§ ABOUT THIS TASK: Leaving pictures aside, set down each line exactly, from the first line of the data to the line with "box: [0, 49, 204, 136]", both included.

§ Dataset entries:
Start of Block
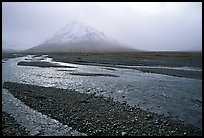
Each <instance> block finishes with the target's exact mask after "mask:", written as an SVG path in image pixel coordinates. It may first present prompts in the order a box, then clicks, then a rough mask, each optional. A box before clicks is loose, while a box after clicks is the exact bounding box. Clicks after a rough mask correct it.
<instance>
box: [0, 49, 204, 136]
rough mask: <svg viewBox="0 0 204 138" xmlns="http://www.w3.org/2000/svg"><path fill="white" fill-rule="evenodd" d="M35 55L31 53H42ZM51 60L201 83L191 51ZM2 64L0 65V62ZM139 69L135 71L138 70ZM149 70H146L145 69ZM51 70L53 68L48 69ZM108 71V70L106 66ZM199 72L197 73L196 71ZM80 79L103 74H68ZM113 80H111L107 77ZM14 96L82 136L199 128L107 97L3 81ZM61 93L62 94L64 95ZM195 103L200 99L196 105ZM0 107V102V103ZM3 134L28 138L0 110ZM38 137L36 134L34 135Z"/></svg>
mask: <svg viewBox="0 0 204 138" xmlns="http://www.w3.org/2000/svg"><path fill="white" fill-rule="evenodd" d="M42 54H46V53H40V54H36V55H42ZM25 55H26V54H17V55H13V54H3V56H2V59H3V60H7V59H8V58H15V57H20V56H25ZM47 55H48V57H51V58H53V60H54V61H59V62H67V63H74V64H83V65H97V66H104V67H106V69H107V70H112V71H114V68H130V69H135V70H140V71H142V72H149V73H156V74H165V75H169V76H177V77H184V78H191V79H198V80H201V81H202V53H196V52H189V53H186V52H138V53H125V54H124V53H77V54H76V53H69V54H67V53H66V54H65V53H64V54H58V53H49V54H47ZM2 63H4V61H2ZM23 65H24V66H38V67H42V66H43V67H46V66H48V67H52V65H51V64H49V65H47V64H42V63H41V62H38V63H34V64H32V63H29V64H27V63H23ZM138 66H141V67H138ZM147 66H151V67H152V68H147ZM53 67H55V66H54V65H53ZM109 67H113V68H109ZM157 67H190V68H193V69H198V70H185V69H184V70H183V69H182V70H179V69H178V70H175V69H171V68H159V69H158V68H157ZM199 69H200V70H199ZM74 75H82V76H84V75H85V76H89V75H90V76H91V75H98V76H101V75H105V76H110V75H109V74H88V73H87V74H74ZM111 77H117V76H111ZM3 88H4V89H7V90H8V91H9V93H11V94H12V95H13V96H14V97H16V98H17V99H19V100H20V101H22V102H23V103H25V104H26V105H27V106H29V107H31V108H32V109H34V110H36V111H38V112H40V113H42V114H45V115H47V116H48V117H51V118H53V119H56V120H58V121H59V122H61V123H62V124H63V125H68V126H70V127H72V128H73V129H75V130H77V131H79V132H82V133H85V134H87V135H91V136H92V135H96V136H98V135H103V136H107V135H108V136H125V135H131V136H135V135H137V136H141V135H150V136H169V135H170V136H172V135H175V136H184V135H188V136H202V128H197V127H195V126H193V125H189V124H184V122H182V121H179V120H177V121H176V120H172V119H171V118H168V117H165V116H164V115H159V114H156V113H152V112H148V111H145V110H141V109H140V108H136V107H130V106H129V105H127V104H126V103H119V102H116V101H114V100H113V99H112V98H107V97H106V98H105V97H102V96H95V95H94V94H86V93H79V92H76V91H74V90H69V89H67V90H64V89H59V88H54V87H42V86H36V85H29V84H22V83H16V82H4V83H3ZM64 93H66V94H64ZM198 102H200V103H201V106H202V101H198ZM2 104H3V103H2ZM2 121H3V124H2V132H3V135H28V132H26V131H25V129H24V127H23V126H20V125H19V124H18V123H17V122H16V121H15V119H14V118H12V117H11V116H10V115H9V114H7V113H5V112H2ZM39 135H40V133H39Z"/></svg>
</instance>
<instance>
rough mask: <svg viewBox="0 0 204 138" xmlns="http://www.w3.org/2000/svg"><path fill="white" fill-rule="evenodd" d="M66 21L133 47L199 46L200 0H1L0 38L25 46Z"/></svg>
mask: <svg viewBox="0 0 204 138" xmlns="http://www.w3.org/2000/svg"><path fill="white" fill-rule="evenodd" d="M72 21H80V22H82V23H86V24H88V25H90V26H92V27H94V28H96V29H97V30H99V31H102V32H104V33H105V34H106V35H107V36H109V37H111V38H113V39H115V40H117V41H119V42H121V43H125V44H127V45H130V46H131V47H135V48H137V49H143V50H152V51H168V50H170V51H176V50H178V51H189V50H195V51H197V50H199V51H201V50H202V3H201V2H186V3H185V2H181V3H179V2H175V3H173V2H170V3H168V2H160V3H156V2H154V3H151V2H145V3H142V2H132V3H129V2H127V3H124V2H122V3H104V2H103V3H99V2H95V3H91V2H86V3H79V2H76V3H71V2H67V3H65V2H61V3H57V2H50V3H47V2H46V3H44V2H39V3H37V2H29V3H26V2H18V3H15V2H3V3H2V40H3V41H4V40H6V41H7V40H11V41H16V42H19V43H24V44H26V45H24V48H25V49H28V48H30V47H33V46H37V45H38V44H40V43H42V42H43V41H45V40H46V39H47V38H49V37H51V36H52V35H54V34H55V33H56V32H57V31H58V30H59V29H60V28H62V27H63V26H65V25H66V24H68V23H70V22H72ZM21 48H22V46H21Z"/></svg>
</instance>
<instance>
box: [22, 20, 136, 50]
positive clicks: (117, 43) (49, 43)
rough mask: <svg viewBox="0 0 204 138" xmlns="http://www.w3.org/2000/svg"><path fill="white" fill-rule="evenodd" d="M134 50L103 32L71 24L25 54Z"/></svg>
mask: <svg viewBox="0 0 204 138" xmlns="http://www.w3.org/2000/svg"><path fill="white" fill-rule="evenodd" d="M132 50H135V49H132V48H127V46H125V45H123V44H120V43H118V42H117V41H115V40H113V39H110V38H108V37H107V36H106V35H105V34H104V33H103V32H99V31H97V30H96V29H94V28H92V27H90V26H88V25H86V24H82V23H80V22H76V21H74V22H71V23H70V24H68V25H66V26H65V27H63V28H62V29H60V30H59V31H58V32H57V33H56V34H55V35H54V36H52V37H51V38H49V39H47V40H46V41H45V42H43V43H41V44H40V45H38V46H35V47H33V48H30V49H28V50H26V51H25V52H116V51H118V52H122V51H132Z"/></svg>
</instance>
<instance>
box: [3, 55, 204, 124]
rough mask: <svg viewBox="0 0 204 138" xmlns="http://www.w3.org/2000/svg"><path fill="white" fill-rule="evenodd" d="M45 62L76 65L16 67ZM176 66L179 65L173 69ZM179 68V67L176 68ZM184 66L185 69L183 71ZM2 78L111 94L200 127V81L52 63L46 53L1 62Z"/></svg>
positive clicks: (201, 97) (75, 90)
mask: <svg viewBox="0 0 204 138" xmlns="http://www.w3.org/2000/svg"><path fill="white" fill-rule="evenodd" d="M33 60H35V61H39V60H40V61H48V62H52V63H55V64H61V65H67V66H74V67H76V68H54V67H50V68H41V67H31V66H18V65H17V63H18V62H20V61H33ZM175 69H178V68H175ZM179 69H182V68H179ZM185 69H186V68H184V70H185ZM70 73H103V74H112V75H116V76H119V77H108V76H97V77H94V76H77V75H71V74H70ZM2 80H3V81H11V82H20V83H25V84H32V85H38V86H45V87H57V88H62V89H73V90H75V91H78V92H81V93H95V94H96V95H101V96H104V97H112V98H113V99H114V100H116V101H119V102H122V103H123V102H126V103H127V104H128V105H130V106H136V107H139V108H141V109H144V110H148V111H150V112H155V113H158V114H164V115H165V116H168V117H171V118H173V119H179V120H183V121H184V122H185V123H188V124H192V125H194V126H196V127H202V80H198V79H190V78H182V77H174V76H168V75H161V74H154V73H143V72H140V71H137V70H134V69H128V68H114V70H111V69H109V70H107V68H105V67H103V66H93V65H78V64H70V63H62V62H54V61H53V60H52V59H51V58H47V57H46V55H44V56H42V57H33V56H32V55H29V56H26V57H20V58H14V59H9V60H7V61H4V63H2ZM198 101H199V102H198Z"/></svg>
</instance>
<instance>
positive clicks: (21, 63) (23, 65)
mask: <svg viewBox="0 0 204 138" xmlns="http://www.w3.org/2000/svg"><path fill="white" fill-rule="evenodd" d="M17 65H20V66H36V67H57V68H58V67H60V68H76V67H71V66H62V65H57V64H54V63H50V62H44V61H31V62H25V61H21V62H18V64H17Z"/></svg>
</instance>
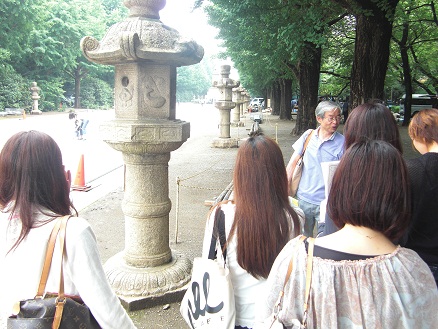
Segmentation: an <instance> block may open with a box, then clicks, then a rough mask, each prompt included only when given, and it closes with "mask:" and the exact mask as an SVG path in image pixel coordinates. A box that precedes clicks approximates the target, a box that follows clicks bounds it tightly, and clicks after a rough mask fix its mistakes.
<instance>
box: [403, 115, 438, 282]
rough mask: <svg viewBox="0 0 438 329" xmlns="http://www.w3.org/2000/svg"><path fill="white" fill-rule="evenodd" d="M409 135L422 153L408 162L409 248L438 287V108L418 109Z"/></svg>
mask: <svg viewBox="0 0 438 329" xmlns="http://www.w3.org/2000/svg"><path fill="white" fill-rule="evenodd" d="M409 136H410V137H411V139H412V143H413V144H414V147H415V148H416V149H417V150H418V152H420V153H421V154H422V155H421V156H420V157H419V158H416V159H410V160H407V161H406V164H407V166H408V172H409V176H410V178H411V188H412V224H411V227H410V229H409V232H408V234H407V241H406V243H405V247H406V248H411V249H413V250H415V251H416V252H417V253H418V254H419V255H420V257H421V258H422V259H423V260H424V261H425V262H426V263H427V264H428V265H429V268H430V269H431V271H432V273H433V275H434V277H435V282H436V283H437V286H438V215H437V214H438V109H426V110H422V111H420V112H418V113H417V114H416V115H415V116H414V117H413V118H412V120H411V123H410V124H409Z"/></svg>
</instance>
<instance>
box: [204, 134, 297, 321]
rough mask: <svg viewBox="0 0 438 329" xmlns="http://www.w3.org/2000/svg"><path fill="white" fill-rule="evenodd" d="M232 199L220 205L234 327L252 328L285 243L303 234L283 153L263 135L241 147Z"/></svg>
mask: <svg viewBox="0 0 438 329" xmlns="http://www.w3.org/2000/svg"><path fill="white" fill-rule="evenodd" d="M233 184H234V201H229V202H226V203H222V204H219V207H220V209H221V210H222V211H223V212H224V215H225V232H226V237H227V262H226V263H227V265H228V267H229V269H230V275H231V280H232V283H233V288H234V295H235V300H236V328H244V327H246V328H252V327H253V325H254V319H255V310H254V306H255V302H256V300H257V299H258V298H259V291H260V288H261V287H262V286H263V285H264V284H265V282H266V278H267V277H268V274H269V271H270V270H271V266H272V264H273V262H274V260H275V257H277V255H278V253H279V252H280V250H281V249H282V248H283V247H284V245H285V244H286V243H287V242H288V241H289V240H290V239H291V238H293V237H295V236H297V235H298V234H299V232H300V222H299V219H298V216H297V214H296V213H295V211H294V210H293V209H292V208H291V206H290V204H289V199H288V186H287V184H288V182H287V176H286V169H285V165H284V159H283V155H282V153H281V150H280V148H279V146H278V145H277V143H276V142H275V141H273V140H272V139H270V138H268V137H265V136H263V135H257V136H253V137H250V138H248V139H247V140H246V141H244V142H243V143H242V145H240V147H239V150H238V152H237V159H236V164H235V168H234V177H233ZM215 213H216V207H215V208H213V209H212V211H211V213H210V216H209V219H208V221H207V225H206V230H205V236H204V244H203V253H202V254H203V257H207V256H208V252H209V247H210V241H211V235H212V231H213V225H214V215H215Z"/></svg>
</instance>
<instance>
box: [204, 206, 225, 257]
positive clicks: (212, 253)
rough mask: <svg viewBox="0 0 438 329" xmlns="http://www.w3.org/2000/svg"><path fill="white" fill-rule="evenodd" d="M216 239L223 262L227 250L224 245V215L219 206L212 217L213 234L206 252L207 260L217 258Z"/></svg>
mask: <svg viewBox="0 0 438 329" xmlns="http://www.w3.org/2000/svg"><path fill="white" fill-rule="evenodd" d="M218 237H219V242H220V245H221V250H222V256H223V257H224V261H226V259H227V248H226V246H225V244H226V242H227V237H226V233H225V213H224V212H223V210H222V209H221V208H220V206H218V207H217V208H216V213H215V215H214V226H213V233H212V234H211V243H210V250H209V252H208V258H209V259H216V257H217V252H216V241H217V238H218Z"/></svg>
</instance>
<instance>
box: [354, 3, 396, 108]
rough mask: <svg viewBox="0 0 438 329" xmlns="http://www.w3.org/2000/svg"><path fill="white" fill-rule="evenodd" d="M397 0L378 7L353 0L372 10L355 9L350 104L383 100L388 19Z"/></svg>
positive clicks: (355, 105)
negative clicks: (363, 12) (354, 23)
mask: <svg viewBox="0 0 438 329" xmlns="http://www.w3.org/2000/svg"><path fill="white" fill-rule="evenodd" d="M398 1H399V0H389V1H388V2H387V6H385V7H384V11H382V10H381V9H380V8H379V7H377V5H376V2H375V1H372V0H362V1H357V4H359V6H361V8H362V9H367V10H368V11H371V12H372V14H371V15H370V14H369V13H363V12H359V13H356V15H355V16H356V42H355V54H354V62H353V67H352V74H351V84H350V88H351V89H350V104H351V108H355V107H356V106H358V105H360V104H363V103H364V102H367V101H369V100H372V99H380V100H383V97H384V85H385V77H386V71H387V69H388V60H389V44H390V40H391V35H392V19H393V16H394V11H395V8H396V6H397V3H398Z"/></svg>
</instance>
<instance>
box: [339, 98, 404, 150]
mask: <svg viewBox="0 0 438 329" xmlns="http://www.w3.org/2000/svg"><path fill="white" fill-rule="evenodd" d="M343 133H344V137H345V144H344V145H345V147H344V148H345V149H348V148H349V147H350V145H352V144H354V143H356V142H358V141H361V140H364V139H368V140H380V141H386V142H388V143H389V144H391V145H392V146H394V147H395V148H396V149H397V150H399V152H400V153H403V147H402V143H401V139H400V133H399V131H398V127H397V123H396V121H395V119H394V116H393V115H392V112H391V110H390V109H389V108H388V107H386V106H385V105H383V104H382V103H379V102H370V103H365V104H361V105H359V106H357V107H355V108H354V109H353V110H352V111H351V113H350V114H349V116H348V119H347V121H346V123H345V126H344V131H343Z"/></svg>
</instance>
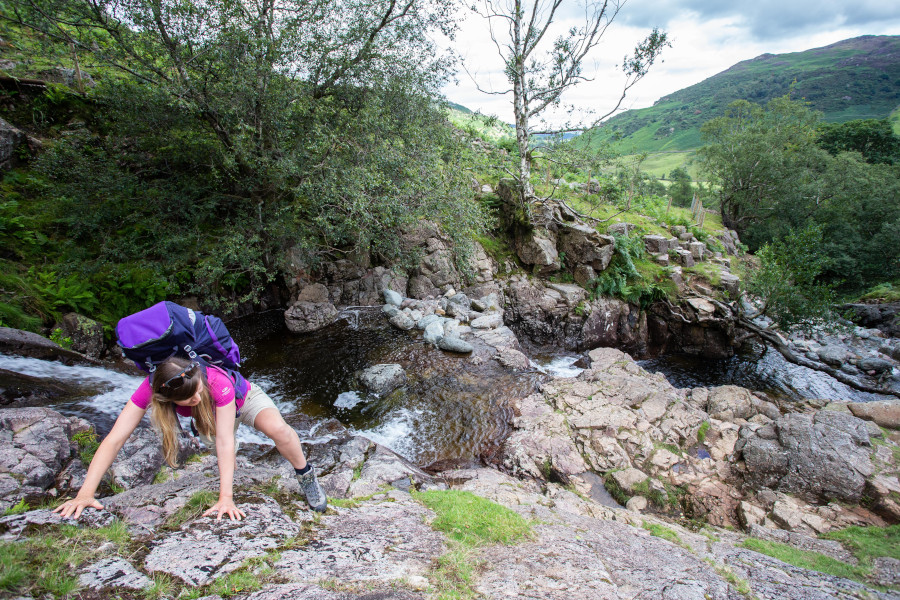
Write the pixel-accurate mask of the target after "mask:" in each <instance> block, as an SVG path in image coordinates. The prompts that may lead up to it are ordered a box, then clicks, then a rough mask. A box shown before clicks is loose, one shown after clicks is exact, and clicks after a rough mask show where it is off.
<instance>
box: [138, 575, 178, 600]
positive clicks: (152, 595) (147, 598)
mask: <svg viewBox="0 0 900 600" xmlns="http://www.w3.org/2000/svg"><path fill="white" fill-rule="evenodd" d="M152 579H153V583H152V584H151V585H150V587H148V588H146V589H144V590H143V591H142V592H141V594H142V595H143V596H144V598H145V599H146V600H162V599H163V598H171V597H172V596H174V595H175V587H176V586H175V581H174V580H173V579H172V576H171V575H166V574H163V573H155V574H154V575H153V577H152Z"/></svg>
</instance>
End of Block
§ EXERCISE OUTPUT:
Each <instance> block finishes with the target's exact mask after "mask:", written as an SVG path in image pixel coordinates. It may first present prompts in the order a box, then clicks, then a rough mask, each optional. A box before clicks is loose, while a box after clicks is the exact bounding box. Clicks after a rough mask correct it.
<instance>
box: [0, 49, 204, 136]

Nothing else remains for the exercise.